It sucks when your company gets sued.  But it’s part of operating a successful business.  No one wants to sue a business that has no money and no assets.  The more successful you are, the bigger the target you have on your back.  Lawsuits are not fun.  They are risky.  And very expensive.  No lawyer can change any of that, but there are certain things that you should do, and not do, as soon as you receive lawsuit papers, including the following.

 

  1. Don’t Ignore It.  Although some threatening letters from lawyers are empty threats (you should not ignore these either; some require a response by statute) that you may choose to ignore, a summons and complaint notifying you of a lawsuit will not go away on its own.  In fact, there can be grave consequences, including a default judgment against the named defendants, or, in some cases, an immediate injunction (court order) against your company.  Although a default can sometimes be vacated if you take swift action, you don’t want to leave that to chance.  This leads to the second point …

 

  1. Call Your Lawyer Immediately.  I know this sounds self-serving, and no one likes to pay legal fees, but you need legal advice, and fast.  If your business is a legal entity, such as a corporation or LLC, you cannot represent it in court in Massachusetts (with the exception of small claims).  One of the consequences of incorporating is that your business is a separate legal entity from its owners; unless one of the owners is a licensed lawyer, you will need to hire an attorney or else face default.

 

  1. Choose the Right Lawyer.  All lawyers are not the same.  There are different specialties, different personalities and styles, and different hourly rates.  Your ideal lawyer will have some experience in the type of case at issue, will have a reasonable rate, and will have a personality and style that you can work with.  Don’t be shy about asking tough questions about the lawyer’s experience.  Consider asking for references.  Investigate the lawyer on-line (www.avvo.com is a good starting point).  Ask the lawyer for a litigation budget, a general defense strategy, and the lawyer’s thoughts on alternative dispute resolution.  You will not offend the lawyer by being a smart consumer of legal services.  If you do, then you are probably talking to the wrong lawyer.

 

  1. Check for Insurance Coverage Immediately.  Even if you think that your policy, be it a general liability policy, directors and officers policy, or other insurance does not cover the claim, check with your insurance agent anyway.  You may be pleasantly surprised.  If you are fully covered, the insurer will assign a lawyer and will pay the lawyer, subject to any deductible, and will likely pay for any settlement or judgment.  Sometimes insurers agree that they have a duty to defend your company, subject to a reservation of rights.  This usually means that you can pick your own lawyer, and the insurer will pay the reasonable and necessary legal fees, at least until and unless it or a court determines that there is no coverage.

 

  1. Preserve Electronic and Paper Information.  Put any normal document destruction or e-mail purging programs on hold.  You have a duty to preserve information, which could help you or the other side.  If you destroy information, that fact can be used against you, which may look like you are trying to hide something even when you are not.

 

  1. Be Careful What You Say or Write.  Other than communications with your attorney, almost everything you say about the plaintiff or the lawsuit is discoverable.  That includes internal e-mails with your staff.  It likely includes investigations or interviews that you take without a lawyer (sometimes, it makes sense for companies to do their own investigations).  Your best bet is to let your lawyer handle it.  A meeting with you and your key personnel is not protected from discovery if your lawyer is not there.  E-mails and memoranda can be especially devastating.  Don’t put something in an e-mail unless you want it blown up on a giant poster-board in front of a judge and jury.  If you have any doubt, check with your lawyer.

> _Material provided_
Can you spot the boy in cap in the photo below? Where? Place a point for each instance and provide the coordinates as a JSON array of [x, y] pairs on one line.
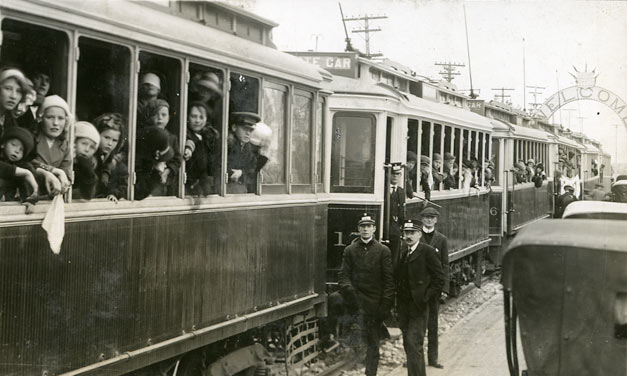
[[439, 242], [450, 178], [564, 200], [242, 155], [16, 143], [366, 280], [435, 171], [149, 89], [425, 176], [153, 153], [419, 278], [397, 211], [86, 141]]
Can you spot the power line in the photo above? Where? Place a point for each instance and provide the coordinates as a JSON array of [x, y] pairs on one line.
[[366, 29], [503, 95], [449, 70]]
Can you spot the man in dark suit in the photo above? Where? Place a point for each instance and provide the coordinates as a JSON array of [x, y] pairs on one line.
[[419, 278], [397, 211], [437, 240], [366, 280]]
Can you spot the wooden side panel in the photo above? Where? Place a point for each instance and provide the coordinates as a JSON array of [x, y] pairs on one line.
[[530, 204], [119, 285]]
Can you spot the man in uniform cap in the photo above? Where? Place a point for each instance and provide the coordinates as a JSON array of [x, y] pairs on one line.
[[564, 200], [366, 280], [419, 278], [397, 210], [242, 155], [425, 169], [435, 171], [437, 240]]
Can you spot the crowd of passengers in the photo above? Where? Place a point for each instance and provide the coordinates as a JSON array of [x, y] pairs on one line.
[[431, 179], [36, 158]]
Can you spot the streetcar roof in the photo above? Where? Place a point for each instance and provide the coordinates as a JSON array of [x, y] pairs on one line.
[[120, 18], [601, 234], [448, 114], [569, 142], [596, 209]]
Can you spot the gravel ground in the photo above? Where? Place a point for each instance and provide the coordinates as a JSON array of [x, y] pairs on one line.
[[392, 354]]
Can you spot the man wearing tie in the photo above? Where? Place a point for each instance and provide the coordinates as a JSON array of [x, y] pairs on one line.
[[419, 277], [397, 211], [437, 240]]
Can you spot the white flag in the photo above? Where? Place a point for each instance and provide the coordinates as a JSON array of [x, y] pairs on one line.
[[54, 224]]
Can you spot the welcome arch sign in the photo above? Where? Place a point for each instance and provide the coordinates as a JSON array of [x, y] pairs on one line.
[[585, 89]]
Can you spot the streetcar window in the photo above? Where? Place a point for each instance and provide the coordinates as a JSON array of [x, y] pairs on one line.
[[158, 152], [352, 153], [301, 136], [203, 141], [448, 159], [39, 52], [426, 150], [436, 162], [319, 154], [412, 152], [274, 114], [244, 94], [102, 88], [243, 160], [458, 146], [495, 160]]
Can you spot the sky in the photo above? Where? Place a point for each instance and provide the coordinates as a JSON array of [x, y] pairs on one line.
[[558, 36]]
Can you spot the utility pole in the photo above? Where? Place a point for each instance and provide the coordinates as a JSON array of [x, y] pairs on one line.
[[449, 70], [366, 30], [537, 90], [317, 36], [569, 110], [581, 118], [503, 95]]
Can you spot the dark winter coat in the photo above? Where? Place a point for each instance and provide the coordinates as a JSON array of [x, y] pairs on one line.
[[424, 276], [366, 277]]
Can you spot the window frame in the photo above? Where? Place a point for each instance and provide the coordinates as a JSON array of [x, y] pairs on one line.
[[352, 189], [282, 188]]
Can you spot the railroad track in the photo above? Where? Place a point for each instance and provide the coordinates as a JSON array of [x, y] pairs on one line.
[[337, 368]]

> _Task 1_
Translate this sentence from the lawsuit passage into Spanish: "You will not offend the lawyer by being a smart consumer of legal services."
> _Task 2_
Reproduce the part of the lawsuit passage starting at "1. Choose the" and ending at "the wrong lawyer.", word for word.

> _Full answer 1_
No ofenderá al abogado por ser un consumidor inteligente de servicios legales.

> _Full answer 2_
1. Choose the Right Lawyer.  All lawyers are not the same.  There are different specialties, different personalities and styles, and different hourly rates.  Your ideal lawyer will have some experience in the type of case at issue, will have a reasonable rate, and will have a personality and style that you can work with.  Don’t be shy about asking tough questions about the lawyer’s experience.  Consider asking for references.  Investigate the lawyer on-line (www.avvo.com is a good starting point).  Ask the lawyer for a litigation budget, a general defense strategy, and the lawyer’s thoughts on alternative dispute resolution.  You will not offend the lawyer by being a smart consumer of legal services.  If you do, then you are probably talking to the wrong lawyer.